_Records to process:_
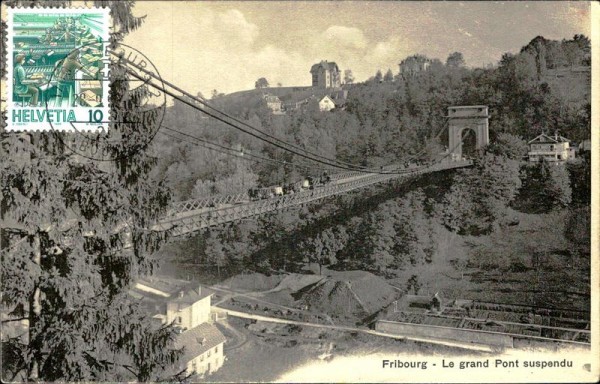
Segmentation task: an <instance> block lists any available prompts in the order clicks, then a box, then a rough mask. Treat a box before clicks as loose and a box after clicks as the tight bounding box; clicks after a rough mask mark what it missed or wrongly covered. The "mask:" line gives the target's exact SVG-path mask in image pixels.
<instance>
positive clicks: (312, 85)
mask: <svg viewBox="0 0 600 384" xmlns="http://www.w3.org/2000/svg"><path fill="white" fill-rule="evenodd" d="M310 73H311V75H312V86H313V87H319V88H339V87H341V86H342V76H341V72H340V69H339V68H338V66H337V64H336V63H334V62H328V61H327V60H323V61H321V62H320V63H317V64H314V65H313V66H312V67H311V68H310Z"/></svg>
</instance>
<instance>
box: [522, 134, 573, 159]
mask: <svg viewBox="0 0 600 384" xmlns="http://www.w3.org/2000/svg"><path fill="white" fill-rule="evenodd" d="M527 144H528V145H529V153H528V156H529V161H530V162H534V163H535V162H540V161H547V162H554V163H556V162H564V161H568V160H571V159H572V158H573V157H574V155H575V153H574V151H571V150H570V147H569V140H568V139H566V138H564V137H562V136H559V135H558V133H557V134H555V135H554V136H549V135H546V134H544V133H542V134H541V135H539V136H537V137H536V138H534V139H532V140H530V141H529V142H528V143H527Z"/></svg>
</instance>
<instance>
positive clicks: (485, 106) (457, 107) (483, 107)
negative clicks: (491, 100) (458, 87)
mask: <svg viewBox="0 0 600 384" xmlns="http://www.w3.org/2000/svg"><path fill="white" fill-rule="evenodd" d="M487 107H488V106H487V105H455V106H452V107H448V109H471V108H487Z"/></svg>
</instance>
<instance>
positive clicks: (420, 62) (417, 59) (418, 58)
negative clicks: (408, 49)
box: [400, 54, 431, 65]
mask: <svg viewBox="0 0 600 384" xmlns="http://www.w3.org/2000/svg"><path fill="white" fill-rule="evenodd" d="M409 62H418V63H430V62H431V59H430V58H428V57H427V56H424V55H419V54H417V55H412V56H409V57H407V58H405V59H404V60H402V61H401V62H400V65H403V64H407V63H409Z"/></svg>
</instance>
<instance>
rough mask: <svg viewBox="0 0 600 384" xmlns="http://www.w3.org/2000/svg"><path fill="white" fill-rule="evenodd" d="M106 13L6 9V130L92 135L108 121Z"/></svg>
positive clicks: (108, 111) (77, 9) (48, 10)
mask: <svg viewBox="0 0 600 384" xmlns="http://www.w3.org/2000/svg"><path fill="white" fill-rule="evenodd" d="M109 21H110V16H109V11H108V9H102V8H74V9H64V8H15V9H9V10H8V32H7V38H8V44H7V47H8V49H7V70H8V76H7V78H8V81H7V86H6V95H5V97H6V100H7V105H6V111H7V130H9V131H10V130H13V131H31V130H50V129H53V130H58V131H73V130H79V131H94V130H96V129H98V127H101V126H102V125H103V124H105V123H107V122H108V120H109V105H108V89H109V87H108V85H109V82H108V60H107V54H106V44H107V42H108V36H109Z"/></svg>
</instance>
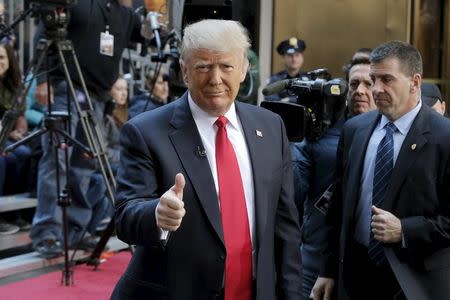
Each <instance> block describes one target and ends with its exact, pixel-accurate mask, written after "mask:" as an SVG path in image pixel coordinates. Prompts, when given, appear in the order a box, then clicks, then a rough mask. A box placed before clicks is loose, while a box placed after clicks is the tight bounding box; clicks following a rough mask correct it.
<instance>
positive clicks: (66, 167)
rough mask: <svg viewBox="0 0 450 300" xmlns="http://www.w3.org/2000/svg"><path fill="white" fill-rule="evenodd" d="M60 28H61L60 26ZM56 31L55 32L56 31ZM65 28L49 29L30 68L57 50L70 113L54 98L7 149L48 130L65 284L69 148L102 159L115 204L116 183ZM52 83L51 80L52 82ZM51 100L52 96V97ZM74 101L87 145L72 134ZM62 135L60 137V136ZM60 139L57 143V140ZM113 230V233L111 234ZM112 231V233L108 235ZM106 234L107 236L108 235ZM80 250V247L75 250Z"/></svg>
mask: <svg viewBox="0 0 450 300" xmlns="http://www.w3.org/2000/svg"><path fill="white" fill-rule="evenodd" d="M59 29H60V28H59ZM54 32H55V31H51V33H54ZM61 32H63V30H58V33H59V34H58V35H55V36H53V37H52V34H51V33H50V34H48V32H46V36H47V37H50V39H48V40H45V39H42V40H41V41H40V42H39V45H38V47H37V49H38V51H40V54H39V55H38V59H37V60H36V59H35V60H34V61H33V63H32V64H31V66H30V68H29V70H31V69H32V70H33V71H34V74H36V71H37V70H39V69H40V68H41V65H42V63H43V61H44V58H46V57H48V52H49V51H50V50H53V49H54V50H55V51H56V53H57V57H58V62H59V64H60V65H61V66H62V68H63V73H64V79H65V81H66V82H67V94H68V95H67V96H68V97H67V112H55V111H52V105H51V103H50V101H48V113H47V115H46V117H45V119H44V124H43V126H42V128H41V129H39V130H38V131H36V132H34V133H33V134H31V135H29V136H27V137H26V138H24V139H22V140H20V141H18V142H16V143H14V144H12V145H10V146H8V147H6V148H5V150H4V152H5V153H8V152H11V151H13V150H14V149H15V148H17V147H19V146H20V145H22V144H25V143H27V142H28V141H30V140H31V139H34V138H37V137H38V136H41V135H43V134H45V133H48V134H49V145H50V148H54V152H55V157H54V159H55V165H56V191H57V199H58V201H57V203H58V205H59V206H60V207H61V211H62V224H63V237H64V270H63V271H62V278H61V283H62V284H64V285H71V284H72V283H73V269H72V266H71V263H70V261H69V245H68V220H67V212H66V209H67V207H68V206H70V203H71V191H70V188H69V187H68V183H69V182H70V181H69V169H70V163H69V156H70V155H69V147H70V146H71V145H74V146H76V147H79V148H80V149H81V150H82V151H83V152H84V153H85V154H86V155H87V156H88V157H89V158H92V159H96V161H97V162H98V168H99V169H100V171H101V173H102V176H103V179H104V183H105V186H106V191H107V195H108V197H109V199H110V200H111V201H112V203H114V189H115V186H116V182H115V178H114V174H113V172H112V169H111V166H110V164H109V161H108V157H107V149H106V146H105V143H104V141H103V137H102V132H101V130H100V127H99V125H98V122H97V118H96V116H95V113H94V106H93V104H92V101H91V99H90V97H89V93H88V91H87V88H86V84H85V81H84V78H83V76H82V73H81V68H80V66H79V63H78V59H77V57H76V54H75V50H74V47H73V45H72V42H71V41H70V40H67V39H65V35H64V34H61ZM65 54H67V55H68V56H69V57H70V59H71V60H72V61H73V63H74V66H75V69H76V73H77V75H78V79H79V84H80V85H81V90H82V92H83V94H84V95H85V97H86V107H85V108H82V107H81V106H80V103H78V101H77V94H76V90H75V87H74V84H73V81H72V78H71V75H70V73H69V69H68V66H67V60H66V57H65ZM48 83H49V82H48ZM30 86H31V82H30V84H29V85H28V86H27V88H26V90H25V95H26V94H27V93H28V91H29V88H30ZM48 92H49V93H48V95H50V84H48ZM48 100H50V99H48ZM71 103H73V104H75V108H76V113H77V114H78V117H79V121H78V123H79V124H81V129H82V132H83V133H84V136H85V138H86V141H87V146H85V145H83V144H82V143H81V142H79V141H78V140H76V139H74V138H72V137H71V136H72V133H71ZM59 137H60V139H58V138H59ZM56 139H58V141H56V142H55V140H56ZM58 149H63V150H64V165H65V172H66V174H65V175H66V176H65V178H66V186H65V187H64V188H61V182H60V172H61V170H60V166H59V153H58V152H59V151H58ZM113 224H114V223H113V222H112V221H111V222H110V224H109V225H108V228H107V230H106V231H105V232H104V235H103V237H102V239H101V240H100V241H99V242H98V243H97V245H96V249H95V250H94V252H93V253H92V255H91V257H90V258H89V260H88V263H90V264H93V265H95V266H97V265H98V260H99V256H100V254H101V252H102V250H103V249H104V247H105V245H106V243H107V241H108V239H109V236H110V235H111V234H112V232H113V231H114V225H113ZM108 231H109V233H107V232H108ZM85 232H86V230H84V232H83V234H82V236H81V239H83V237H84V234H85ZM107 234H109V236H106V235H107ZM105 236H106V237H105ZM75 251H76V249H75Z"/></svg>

--

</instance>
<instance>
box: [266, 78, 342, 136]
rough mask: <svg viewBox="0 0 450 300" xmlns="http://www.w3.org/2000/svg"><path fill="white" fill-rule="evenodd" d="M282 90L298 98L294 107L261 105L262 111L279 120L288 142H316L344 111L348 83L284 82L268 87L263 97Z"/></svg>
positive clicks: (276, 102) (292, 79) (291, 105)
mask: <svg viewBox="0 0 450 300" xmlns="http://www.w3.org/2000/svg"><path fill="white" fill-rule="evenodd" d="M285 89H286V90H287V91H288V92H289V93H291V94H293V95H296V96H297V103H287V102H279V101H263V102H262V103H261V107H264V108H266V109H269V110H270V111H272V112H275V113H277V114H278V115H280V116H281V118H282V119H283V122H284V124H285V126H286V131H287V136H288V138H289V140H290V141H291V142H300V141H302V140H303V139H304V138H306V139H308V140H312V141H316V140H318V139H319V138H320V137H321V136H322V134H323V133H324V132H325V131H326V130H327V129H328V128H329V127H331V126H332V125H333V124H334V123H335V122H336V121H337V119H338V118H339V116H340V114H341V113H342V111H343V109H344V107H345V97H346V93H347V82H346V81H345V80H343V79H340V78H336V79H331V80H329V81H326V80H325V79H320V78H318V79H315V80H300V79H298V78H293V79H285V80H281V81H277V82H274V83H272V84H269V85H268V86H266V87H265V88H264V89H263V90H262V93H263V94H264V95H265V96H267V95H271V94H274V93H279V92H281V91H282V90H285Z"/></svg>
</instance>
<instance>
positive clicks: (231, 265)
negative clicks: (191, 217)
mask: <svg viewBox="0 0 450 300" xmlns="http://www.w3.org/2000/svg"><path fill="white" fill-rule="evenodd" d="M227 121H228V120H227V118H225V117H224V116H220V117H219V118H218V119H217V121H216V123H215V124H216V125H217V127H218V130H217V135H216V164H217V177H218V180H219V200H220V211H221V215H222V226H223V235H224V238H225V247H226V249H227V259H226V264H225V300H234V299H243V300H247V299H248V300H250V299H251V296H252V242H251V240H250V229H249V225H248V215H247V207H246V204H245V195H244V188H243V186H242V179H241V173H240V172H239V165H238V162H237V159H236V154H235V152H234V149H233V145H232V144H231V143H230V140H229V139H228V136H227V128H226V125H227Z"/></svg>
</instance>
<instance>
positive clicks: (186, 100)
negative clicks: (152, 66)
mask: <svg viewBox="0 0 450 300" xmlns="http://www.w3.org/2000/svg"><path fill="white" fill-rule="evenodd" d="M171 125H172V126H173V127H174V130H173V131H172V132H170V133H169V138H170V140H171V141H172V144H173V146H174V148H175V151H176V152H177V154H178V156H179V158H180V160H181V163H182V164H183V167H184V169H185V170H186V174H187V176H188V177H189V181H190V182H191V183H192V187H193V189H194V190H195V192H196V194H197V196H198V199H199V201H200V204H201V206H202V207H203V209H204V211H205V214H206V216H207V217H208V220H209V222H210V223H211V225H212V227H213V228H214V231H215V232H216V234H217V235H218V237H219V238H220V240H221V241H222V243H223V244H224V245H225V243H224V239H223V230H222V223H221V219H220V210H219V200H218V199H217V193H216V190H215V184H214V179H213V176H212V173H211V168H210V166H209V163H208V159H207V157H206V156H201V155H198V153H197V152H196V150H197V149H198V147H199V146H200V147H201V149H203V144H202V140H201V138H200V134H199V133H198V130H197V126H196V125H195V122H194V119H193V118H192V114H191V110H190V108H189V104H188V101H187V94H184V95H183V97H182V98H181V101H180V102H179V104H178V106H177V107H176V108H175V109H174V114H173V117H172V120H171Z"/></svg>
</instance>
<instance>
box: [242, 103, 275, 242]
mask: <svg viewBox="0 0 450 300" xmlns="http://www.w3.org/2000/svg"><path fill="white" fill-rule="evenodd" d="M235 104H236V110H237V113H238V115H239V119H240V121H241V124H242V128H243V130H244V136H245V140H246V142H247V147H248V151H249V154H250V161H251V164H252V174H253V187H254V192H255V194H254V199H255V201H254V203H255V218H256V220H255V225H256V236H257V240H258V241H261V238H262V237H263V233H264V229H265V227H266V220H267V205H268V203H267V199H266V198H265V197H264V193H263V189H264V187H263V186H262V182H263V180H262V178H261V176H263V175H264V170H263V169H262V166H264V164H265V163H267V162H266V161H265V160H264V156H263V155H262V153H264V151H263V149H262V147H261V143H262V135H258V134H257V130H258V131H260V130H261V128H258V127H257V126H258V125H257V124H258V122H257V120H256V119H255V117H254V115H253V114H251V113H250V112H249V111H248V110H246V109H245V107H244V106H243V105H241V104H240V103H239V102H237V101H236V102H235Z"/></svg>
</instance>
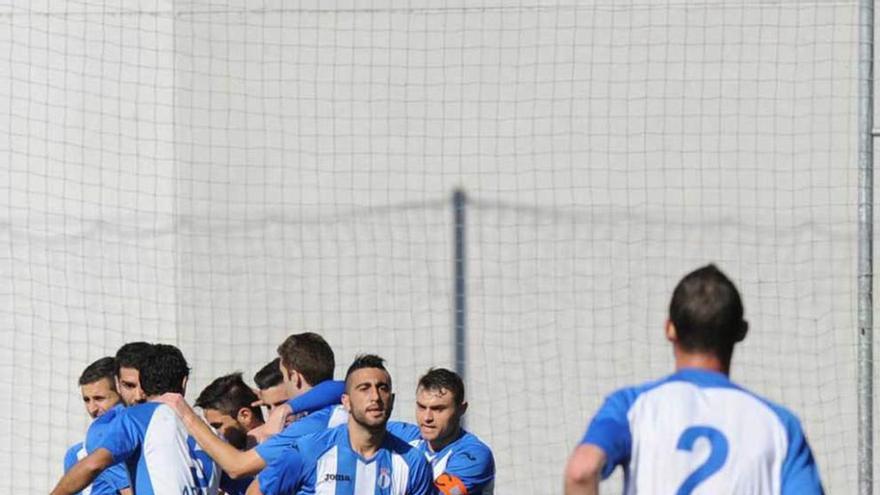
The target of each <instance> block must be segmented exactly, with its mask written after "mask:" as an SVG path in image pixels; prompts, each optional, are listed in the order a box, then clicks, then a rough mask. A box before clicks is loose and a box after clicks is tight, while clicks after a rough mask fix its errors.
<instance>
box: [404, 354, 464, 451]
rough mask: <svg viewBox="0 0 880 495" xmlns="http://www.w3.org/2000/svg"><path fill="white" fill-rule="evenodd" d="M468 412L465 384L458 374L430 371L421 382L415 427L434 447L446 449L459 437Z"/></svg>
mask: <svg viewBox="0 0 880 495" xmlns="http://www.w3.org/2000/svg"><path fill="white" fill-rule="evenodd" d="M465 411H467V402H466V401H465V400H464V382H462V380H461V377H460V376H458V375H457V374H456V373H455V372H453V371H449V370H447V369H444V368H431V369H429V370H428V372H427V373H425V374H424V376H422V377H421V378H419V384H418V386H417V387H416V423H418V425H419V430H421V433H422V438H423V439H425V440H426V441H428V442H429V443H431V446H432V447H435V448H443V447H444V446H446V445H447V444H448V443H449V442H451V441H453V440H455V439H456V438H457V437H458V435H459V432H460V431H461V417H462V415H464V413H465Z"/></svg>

---

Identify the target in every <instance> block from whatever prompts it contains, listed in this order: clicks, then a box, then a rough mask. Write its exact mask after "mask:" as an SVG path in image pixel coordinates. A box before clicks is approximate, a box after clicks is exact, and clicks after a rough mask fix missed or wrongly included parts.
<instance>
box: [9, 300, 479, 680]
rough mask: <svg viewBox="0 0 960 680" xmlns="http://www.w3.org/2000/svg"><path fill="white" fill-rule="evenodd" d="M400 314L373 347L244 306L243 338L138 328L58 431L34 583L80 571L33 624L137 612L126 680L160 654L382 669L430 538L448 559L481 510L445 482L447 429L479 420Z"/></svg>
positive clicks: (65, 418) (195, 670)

_What is being asked:_ Look above for the line holding "Identify the target" and the line holding "positive clicks: (65, 418) (195, 670)", then output exactly those two lines and every line between them, nothing more.

_Your solution:_
Identify the target in every <instance> block from whatever prompts it contains, listed in this order: clicks, then a box, then a rough mask. Write its exact mask after "mask:" as an SVG path in image pixel coordinates. A box before clicks is approximate, a box after clicks is exact, and clicks after a rough mask fix missed or wrongly included parts.
<instance>
box: [9, 300, 479, 680]
rough mask: <svg viewBox="0 0 960 680" xmlns="http://www.w3.org/2000/svg"><path fill="white" fill-rule="evenodd" d="M400 314L373 347L244 306L243 338L138 328L58 431L34 583L80 571L33 624L137 612L126 680L160 654L382 669L430 538L448 559L481 510L445 482L447 429L479 420Z"/></svg>
positive clicks: (65, 418) (195, 670)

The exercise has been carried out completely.